Set exercise 1 »
Reproduce the whole article on the school board's evaluation of the superintendent, word for word.

Given text »
-- BEGIN --

The five Flagler County School Board members’ combined evaluation scores for Superintendent Cathy Mittelstadt average 3.69 points out of a possible 5, rating her “Acceptable/Satisfactory” as the board heads into Tuesday’s special meeting to decide whether to renew her contract, and if so, how.
The five-point scale breaks down thus: 5 (Outstanding), 4 (Meets Expectations), 3 (Acceptable/Satisfactory), 2 (Improvement Expected), 1 (Unsatisfactory). The score equates to a 74 percent rating. Last month, Mittelstadt gave herself 78 percent on a self-evaluation. She deems that rating preliminary, because it lacked several metrics that the state Department of Education won;t issue until May or June.
As expected, Mittelstadt got her highest scores from Board members Colleen Conklin (4.11 out of 5, when averaging out the board member’s scores on nine categories) and Cheryl Massaro (4.44), while she got her lowest scores from Will Furry (3.11) and Sally Hunt (2.78).
Hunt has been seeking to fire Mittelstadt since at least February, and had been closely working to that end with Wadsworth Elementary Principal Paul Peacock. (see: “Peacock Sent Sally Hunt Script on Firing Superintendent Even as She Claimed ‘Due Diligence’.”

-- END --

Set exercise 2 »
Write out the records from the line with "plant in the photo above." to the line with "pixel 30 223", both included.

Raw data »
-- BEGIN --

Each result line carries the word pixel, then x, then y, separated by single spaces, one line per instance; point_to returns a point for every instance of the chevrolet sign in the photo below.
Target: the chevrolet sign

-- END --
-- BEGIN --

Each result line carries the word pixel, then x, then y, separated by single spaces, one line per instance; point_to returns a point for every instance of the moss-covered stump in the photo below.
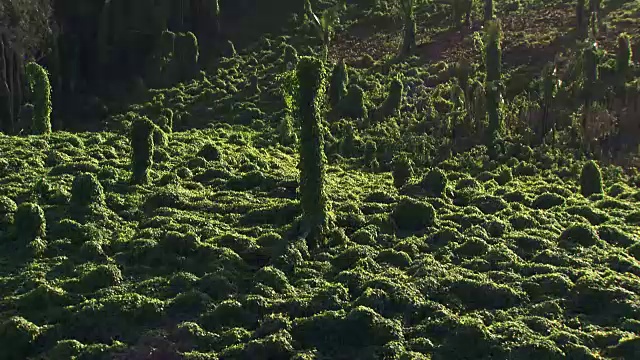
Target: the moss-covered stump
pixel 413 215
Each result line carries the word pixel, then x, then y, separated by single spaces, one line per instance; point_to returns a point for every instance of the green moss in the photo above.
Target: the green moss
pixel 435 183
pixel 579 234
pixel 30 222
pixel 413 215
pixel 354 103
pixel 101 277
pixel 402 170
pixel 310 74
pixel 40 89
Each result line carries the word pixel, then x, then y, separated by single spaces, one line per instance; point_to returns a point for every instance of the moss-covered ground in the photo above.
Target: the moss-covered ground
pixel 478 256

-- END --
-- BEGIN --

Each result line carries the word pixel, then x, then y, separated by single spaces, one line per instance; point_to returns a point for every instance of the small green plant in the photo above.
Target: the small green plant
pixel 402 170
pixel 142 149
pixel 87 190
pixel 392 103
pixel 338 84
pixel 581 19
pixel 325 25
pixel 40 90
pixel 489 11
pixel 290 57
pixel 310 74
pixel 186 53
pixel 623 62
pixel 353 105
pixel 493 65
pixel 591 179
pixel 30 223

-- END --

Exercise answer 1 »
The five Flagler County School Board members’ combined evaluation scores for Superintendent Cathy Mittelstadt average 3.69 points out of a possible 5, rating her “Acceptable/Satisfactory” as the board heads into Tuesday’s special meeting to decide whether to renew her contract, and if so, how.
The five-point scale breaks down thus: 5 (Outstanding), 4 (Meets Expectations), 3 (Acceptable/Satisfactory), 2 (Improvement Expected), 1 (Unsatisfactory). The score equates to a 74 percent rating. Last month, Mittelstadt gave herself 78 percent on a self-evaluation. She deems that rating preliminary, because it lacked several metrics that the state Department of Education won;t issue until May or June.
As expected, Mittelstadt got her highest scores from Board members Colleen Conklin (4.11 out of 5, when averaging out the board member’s scores on nine categories) and Cheryl Massaro (4.44), while she got her lowest scores from Will Furry (3.11) and Sally Hunt (2.78).
Hunt has been seeking to fire Mittelstadt since at least February, and had been closely working to that end with Wadsworth Elementary Principal Paul Peacock. (see: “Peacock Sent Sally Hunt Script on Firing Superintendent Even as She Claimed ‘Due Diligence’.”

Exercise answer 2 »
Each result line carries the word pixel, then x, then y, separated by single spaces, one line per instance; point_to returns a point for every instance of the small green plant in the photo above.
Target: the small green plant
pixel 402 170
pixel 142 149
pixel 87 190
pixel 392 103
pixel 338 84
pixel 581 19
pixel 325 25
pixel 40 90
pixel 489 11
pixel 290 57
pixel 310 74
pixel 186 53
pixel 623 62
pixel 353 105
pixel 493 65
pixel 591 179
pixel 30 223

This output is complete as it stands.